*TASK PROMPT*: Copy each of the following entries word for word.

*RECORDS SHOWN*:
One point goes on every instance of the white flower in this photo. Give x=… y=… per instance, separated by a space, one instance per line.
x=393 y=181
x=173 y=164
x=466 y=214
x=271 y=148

*OUTPUT*:
One point goes on every instance of the white flower in this photo. Give x=… y=… per instance, separated by a space, one instance per line.
x=393 y=181
x=173 y=164
x=466 y=214
x=271 y=148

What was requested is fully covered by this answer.